§ Exercise requirements
Please set out each line below exactly as it stands, without the images.
** Opening Data to process block **
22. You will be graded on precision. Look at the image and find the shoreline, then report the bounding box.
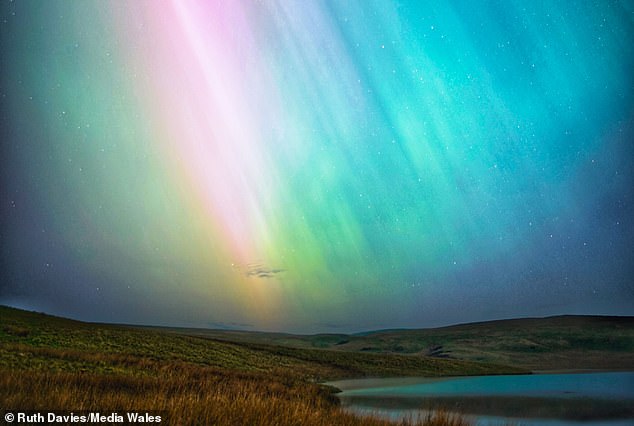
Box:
[325,368,634,392]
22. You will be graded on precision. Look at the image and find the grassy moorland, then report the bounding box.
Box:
[177,315,634,371]
[0,306,522,426]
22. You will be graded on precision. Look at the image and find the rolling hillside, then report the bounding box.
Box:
[1,305,525,426]
[166,315,634,371]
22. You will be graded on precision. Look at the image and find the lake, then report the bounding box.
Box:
[329,372,634,425]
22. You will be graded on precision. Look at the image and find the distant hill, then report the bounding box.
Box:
[0,305,522,379]
[2,305,632,371]
[163,315,634,371]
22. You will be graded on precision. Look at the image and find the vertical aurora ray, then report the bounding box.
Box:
[1,1,632,331]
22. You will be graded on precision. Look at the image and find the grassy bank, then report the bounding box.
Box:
[1,368,472,426]
[1,306,520,425]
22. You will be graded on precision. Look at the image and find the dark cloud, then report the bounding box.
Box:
[244,262,286,279]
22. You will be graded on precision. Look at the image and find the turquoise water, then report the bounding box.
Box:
[333,372,634,425]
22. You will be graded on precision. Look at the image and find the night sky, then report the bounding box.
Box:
[1,1,633,332]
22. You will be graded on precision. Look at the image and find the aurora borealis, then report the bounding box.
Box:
[1,0,633,332]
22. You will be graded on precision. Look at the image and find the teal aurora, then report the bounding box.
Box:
[1,1,633,332]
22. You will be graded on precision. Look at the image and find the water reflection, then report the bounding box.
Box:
[330,372,634,425]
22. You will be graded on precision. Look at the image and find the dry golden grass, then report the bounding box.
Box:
[1,368,469,426]
[0,306,478,425]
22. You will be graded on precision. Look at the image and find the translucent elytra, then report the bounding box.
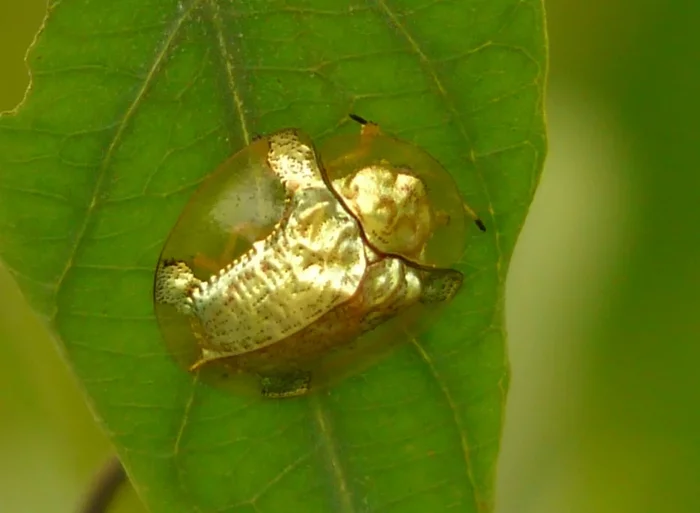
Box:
[159,137,286,277]
[153,136,287,375]
[320,130,467,269]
** Closing Data to process block **
§ Your solution
22. You will be graded on precision. Look at the image and find the shoreline, then report the bounding box.
Box:
[325,368,634,392]
22. You will be graded on precision. Look at the image and find the grassy moorland, then report the bounding box.
Box:
[177,315,634,371]
[0,306,522,426]
22. You will be graded on precision. Look at the image and find the rolling hillside, then report the bounding box.
Box:
[1,305,525,426]
[166,315,634,371]
22. You will be graded on precision. Look at the image and find the lake, then report the bounding box.
Box:
[329,372,634,425]
22. You will be graded on precision. Look at the image and find the distant hill, then report the bounding box.
Box:
[0,305,522,379]
[2,305,632,371]
[163,315,634,371]
22. You will be graded on precision. Look at the image and find the vertical aurora ray, then report the bounding box.
Box:
[1,1,632,331]
22. You will be graded on precision. Look at the image and find the grassy bank, then report the bounding box.
Box:
[1,368,472,426]
[1,306,520,425]
22. You will be graded on precision. Look at the image and find the dark cloud, then report the bounding box.
Box:
[244,262,286,279]
22. You will be graded on precision. Look at the image and find the turquoise water, then report the bounding box.
Box:
[333,372,634,425]
22. You will be graded on precision. Look at the image and find the night sky, then report the bounding box.
Box:
[1,1,633,332]
22. You will be graded on precision. Look at the image and find the aurora borealis, then report the bounding box.
Box:
[1,0,633,332]
22. You will be graded on precision. Look at the image and find the teal aurora, then report the bounding box.
Box:
[1,1,633,332]
22. You will be graded on precision. Look at the image and find the water reflection, then report the bounding box.
Box:
[330,372,634,425]
22. You will be graded on precision. Look at the image and find the dry golden grass, then report the bounding box.
Box:
[1,368,469,426]
[0,306,478,425]
22. You will be graded on precision. Look at the image and find the translucent elytra, then report the bounding box.
Box:
[159,137,286,277]
[153,136,287,375]
[320,130,467,269]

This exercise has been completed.